Labeled-object pointing entries:
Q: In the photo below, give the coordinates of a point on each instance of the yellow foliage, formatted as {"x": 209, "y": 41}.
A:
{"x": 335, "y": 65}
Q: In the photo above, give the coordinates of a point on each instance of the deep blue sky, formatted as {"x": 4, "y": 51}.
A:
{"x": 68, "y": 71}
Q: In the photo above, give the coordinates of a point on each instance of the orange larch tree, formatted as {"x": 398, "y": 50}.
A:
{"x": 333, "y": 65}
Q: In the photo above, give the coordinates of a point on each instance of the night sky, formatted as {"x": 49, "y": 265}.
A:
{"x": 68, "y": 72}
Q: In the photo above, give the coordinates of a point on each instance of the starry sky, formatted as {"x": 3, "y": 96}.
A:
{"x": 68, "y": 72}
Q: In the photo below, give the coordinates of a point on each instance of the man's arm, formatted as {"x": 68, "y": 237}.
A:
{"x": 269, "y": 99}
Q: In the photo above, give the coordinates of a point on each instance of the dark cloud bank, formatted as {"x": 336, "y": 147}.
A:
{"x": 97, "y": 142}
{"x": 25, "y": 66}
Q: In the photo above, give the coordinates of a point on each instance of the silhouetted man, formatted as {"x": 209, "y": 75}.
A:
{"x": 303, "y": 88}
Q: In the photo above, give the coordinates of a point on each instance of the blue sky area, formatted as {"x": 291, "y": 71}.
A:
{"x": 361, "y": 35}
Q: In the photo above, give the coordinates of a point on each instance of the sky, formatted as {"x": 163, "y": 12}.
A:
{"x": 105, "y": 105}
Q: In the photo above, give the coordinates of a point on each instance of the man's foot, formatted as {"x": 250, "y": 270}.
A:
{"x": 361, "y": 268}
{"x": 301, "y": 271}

**Exercise details**. Convert all of the entries above into a JSON list of strings, one string per line, skipping any blank lines.

**Worked answer**.
[
  "Q: In the photo below, give the coordinates of a point on each instance of the yellow foliage, formatted as {\"x\": 209, \"y\": 41}.",
  "A:",
  "{\"x\": 335, \"y\": 65}",
  "Q: In the photo above, give the coordinates of a point on each instance of the deep blue sky, formatted as {\"x\": 4, \"y\": 51}.",
  "A:",
  "{\"x\": 68, \"y\": 71}",
  "Q: In the photo above, give the coordinates of a point on each instance of the orange larch tree, formatted as {\"x\": 398, \"y\": 50}.",
  "A:",
  "{\"x\": 333, \"y\": 65}",
  "Q: In the photo above, give the coordinates of a point on each instance of the night sky, formatted as {\"x\": 49, \"y\": 265}.",
  "A:",
  "{\"x\": 68, \"y\": 72}",
  "Q: In the photo above, give the coordinates of a point on each instance of the starry sky, formatted as {\"x\": 3, \"y\": 96}.",
  "A:",
  "{\"x\": 68, \"y\": 72}",
  "Q: In the photo below, give the coordinates of a point on each instance of the man's arm, formatted as {\"x\": 68, \"y\": 237}.",
  "A:",
  "{\"x\": 269, \"y\": 99}",
  "Q: In the photo above, give the coordinates of a point on each instance of the dark cloud bank, formatted as {\"x\": 336, \"y\": 147}.",
  "A:",
  "{\"x\": 97, \"y\": 142}",
  "{\"x\": 25, \"y\": 66}",
  "Q: In the photo above, give the coordinates of a point on each instance of the silhouetted man, formatted as {\"x\": 209, \"y\": 75}.",
  "A:",
  "{\"x\": 303, \"y\": 88}",
  "Q: In the photo above, give the coordinates of a point on each instance of the blue sky area, formatted as {\"x\": 291, \"y\": 71}.",
  "A:",
  "{\"x\": 361, \"y\": 35}",
  "Q: In the photo above, give the coordinates of a point on each instance of the sky, formatted as {\"x\": 163, \"y\": 12}.",
  "A:",
  "{\"x\": 105, \"y\": 105}",
  "Q: In the photo above, give the coordinates of a point on each instance of the man's foot, formatted as {\"x\": 250, \"y\": 270}.",
  "A:",
  "{\"x\": 361, \"y\": 268}",
  "{\"x\": 301, \"y\": 271}"
]